Aim of the task
According to the article on Armenian wine, what kinds of music does Varuzhan Muradyan play to his vines?

== Document ==

Wine travelers rarely stumble upon Armenia. That might be the case because of the fact that the country is better known for its brandy production. It is true that a decade ago the majority of grapes used to be bought up by “cognac-vodka” factories. Nowadays, however, the situation has changed drastically. Wine culture is on the rise in restaurants and wineries are being established at a fast pace. The majority of wineries around Yerevan belong to 1st generation winemakers who refuse to look back, radiate interest, ambition and look up to the highest western winemakers.
One feels at home in restaurants
If you are visiting Armenia you will eventually dine at a restaurant. How does a typical restaurant in Yerevan look on a regular day? Full. The non-smoking areas are full with large groups with children. The smoking areas are occupied by groups consisting of 4-8 men or women. The men act laid back, the women have passionate yet discreet conversations. Some people look artistic - they could be composers, writers or architects. All of them have one thing in common - they drink wine (70% of it is local). Sparkling wine is rare, rosé is popular. Conversations revolve around wine. The service is fast, the food is excellent. Although most of the food on offer is local, middle eastern and southeast Asian influences are also noticeable. Deserts on offer are simple. Most restauranteurs manage 3 to 4 establishments and can be easily found dining together with their guests. They are easy to approach, very hospitable and know wine well (sold at a 40-100% mark-up). One can often hear live piano music at these restaurants, mostly jazz. A solid main dish will set a guest back 10-20 euros. The overall atmosphere is reminiscent of a country with a well established restaurant culture. No surprise that wine has flourished here.
Investments into volcanic soil
Around 7 million Armenians live abroad. They return to their home country with determination and financial capital to invest. As a result, modern wineries are on the rise in places where no one has lived and nothing has grown before. “Armenia Wine Company”, “Vanardi”, “Armas” wineries are expanding their vineyards on the footsteps of Mount Aragats (4090 meters). The soil is dense with volcanic tuff and basalt. The absence of a phylloxera allows winemakers to grow ungrafted vines. The Aragatsotn region is ideal for wine making. At 1000 meters above sea level it experiences cool nights and warm days. Because of this great structured wine with high acidity and alcohol can be produced here.
The “Armas” winery was built on a completely empty lot. Tens of millions of euros were invested in the preparation of more than a 100 hectares of land, vineyards and gardens. Hail cannons, a modern winery, a hotel and tasting venues also did not come cheap. Winemaking is learnt from foreigners and the wine is sold in international wine exhibitions. As a result, it would be naive to think that Armenian wine is cheap. Quality comes at a cost as the wine producer is determined to reach the best expression of local terroir and grape. All of this can be found in “Armas”. Lithuanian wine championship medals for quality are a pleasant surprise.
Varuzhan Muradyan came back from California in 2008 and planted a 9 hectare vineyard in Aragatsotn. He follows the organic winemaking philosophy and draws inspiration from biodynamic winemaking. He plays classical music, jazz and traditional Armenian music to his vines. A bell tower too with an almost one meter sized bell was recently erected next to his “VanArdi” winery. Varuzhan rings the bell to his vines. A former auditor he spent 15 years planning the construction of the winery before coming to Armenia. He thought every little detail through yet cannot explain everything with words. He feels that the wine itself conveys the emotion and speaks for him. The vibrations caused by the bell help with that too.

===
== Information supplied ==

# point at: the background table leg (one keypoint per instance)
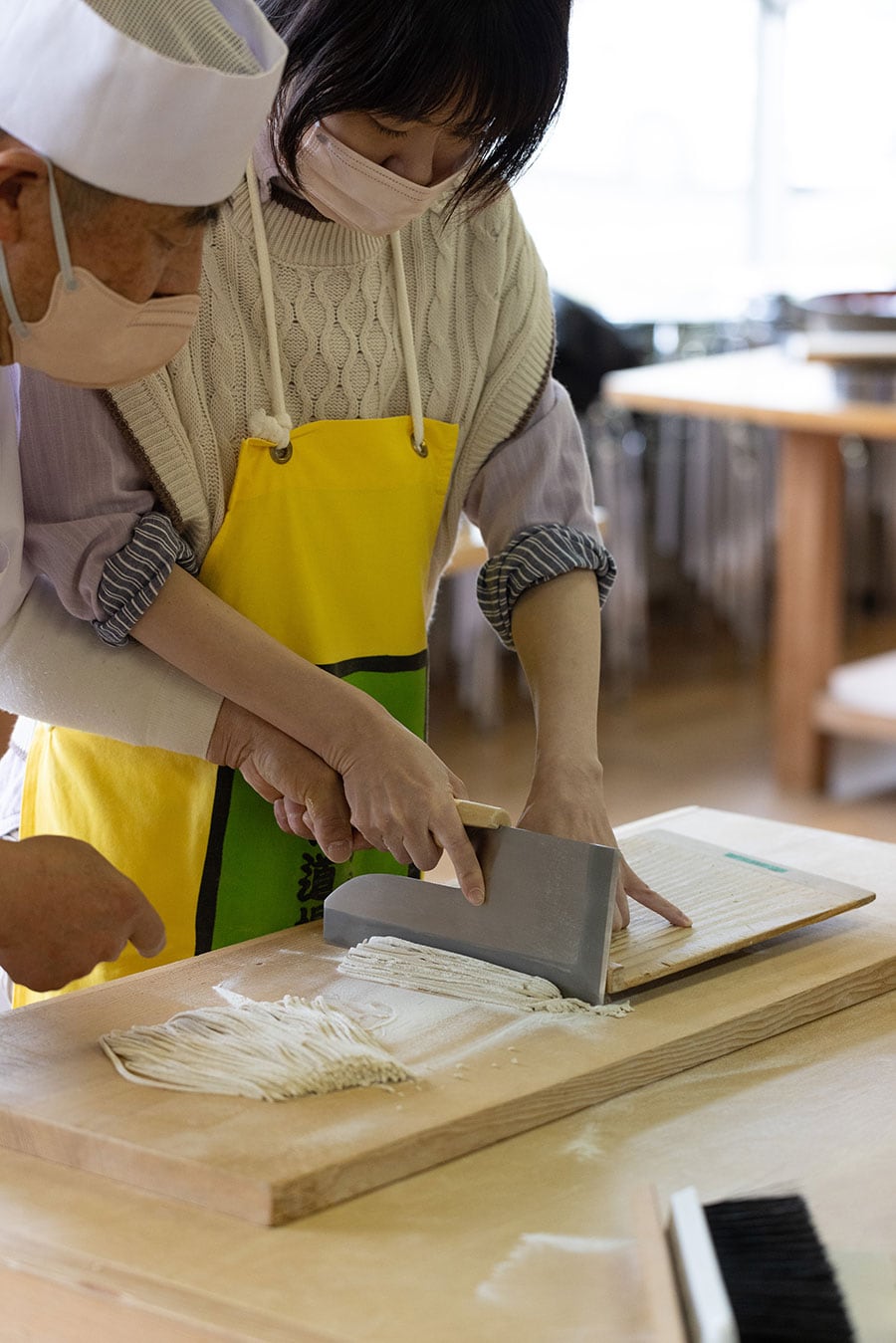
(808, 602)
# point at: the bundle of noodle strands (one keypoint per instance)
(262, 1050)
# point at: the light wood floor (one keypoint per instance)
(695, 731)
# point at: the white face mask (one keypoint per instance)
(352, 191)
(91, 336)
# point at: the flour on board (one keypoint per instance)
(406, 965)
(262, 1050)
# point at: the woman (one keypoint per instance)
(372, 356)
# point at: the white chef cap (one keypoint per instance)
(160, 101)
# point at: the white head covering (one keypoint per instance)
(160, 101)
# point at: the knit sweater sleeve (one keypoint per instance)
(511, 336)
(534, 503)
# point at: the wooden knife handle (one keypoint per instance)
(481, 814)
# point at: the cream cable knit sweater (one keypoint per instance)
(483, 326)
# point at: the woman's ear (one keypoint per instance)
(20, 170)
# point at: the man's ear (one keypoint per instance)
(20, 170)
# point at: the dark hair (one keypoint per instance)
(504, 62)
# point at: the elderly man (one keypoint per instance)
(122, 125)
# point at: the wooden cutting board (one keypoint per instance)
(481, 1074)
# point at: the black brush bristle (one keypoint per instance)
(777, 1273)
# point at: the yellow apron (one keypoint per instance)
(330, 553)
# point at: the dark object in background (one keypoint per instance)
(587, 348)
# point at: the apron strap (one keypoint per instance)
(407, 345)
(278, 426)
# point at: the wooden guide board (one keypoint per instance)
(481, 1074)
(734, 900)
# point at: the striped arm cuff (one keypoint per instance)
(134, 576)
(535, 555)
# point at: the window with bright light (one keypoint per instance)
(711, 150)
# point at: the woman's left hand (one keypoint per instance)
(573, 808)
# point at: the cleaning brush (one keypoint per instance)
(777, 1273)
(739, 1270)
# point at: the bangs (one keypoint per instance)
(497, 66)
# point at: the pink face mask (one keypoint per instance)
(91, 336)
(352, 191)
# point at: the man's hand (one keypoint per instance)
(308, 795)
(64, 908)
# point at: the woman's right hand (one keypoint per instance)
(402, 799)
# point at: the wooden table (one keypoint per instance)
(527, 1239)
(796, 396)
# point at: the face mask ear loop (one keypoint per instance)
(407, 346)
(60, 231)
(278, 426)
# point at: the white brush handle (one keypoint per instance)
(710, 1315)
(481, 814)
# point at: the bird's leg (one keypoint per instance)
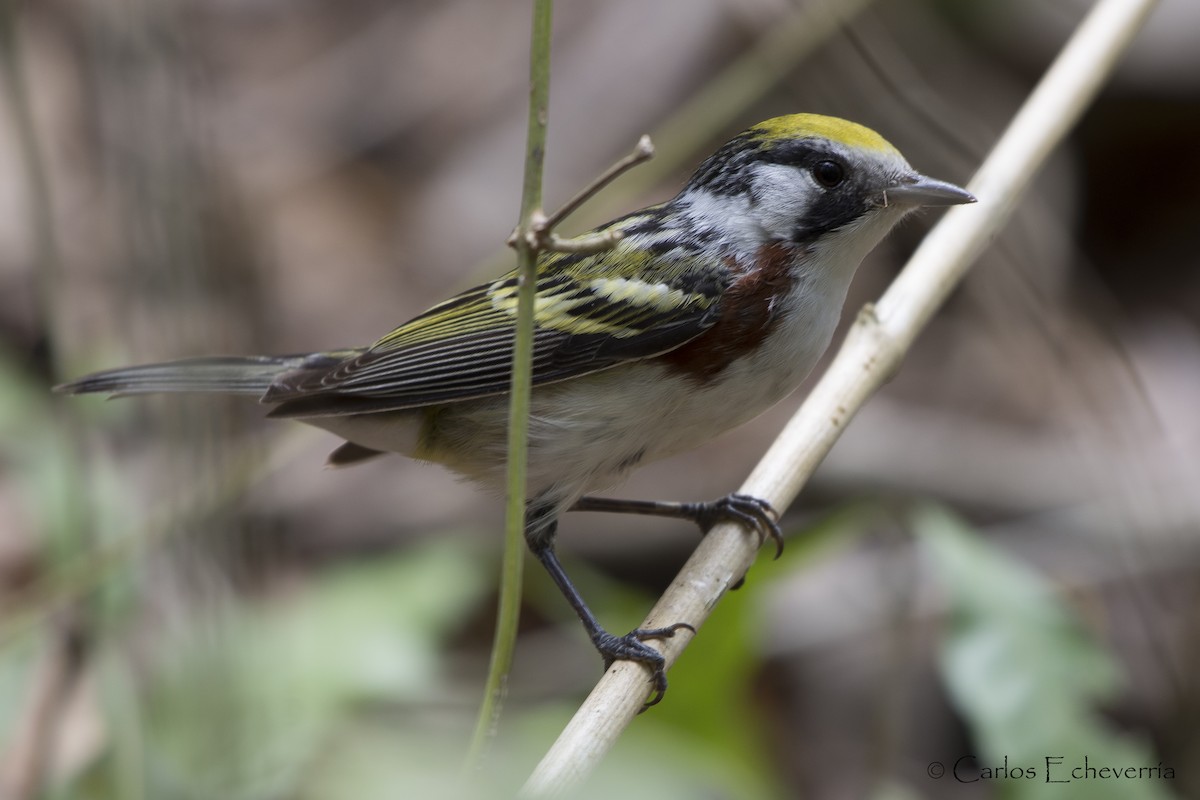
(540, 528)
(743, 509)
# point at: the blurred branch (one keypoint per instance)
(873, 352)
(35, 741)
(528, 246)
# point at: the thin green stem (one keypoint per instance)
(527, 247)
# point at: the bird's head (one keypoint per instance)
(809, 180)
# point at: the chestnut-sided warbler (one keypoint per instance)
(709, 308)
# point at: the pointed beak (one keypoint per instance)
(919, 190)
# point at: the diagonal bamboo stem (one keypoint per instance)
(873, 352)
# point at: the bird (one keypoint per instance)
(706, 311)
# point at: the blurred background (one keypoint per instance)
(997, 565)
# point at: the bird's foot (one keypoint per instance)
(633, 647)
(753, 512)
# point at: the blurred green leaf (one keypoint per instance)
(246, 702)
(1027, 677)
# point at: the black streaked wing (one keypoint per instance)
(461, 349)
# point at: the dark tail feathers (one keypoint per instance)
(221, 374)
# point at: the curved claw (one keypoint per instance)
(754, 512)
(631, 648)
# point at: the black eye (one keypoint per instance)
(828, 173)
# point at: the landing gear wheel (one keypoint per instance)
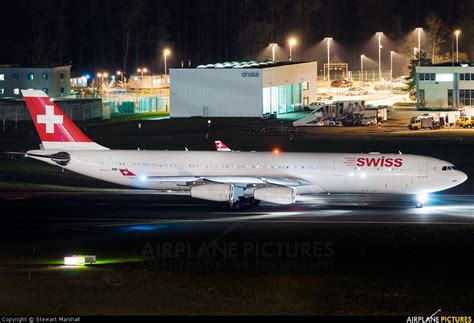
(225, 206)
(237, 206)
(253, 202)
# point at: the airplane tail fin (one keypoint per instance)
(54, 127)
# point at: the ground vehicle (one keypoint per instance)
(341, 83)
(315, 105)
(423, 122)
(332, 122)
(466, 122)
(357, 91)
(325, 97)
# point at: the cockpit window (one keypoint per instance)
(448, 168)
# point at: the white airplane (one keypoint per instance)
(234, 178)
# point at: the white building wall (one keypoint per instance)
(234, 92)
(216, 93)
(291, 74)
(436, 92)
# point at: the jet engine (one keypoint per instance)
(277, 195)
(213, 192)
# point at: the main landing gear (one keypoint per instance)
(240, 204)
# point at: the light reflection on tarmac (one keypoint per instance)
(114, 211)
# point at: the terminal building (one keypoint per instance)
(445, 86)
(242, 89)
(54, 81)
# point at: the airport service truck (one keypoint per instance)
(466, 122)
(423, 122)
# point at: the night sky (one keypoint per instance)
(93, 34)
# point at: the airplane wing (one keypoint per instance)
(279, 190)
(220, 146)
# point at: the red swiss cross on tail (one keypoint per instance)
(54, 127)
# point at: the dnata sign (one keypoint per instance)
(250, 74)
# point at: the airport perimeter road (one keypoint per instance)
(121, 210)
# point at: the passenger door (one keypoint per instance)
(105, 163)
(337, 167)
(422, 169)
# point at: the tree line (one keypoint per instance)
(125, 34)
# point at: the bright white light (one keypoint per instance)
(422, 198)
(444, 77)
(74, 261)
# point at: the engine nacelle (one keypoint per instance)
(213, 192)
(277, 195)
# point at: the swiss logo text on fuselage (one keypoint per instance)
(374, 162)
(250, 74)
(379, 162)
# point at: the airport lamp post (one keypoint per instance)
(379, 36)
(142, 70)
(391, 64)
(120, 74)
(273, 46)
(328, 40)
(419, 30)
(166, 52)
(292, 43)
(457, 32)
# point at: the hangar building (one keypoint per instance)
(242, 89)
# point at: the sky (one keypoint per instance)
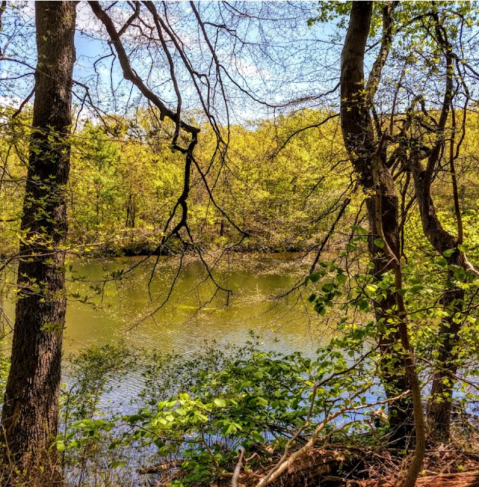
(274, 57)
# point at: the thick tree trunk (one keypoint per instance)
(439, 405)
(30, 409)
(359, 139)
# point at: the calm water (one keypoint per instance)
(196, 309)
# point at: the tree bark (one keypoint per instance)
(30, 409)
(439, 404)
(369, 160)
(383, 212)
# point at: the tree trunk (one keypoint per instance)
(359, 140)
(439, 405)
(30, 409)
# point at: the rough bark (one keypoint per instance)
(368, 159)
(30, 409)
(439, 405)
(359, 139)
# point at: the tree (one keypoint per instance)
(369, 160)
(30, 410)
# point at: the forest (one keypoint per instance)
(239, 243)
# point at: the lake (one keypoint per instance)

===
== Information supplied ==

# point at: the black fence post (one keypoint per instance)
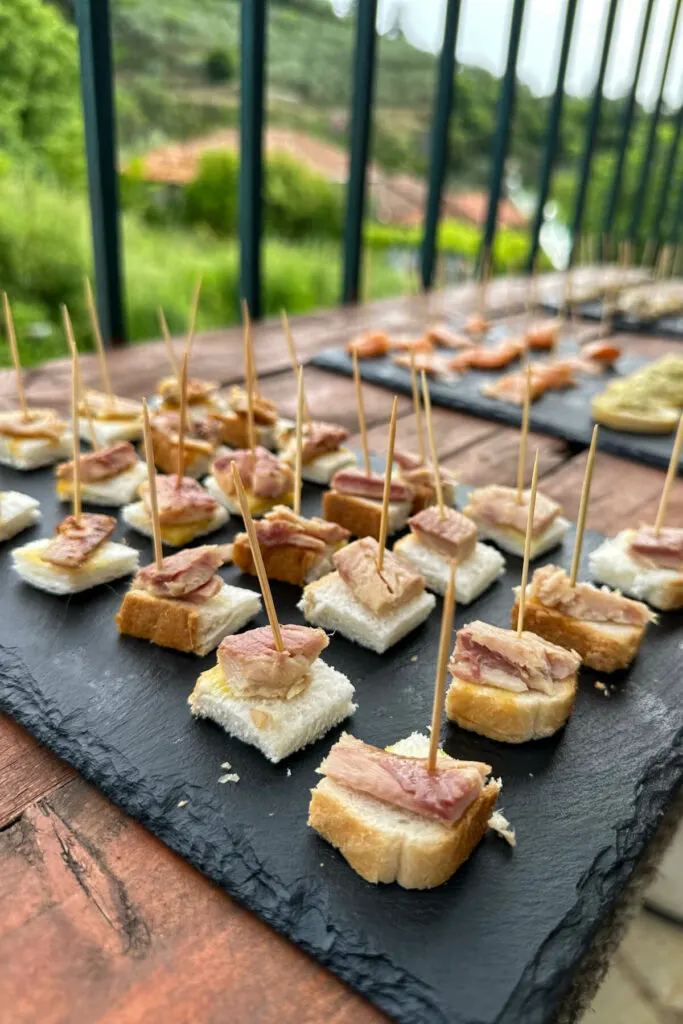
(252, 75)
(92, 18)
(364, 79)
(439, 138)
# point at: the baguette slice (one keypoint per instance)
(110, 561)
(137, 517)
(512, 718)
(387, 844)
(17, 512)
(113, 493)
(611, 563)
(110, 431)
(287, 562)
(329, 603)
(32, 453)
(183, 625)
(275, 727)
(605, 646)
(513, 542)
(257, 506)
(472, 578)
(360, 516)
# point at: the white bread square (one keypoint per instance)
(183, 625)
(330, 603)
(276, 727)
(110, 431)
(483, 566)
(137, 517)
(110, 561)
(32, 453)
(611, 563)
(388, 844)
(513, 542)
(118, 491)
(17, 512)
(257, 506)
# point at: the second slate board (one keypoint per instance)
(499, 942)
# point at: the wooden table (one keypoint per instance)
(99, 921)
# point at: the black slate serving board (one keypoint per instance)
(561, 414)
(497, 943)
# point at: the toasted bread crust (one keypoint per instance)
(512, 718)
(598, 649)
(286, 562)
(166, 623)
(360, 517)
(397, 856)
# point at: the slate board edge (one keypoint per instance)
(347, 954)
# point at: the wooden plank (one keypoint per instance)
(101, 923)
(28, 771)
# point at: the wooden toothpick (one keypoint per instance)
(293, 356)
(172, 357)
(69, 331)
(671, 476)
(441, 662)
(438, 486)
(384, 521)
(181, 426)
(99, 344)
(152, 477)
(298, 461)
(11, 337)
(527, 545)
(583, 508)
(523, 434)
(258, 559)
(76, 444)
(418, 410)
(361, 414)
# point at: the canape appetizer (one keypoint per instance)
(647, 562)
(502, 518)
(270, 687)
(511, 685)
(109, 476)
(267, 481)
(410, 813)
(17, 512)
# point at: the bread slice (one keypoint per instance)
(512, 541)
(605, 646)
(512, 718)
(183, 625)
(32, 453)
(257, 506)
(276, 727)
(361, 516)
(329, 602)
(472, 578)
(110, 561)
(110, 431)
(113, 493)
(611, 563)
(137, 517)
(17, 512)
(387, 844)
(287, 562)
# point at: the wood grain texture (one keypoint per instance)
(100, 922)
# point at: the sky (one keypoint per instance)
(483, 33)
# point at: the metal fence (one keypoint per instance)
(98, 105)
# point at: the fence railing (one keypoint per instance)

===

Correct response
He plays classical music, jazz and traditional Armenian music to his vines.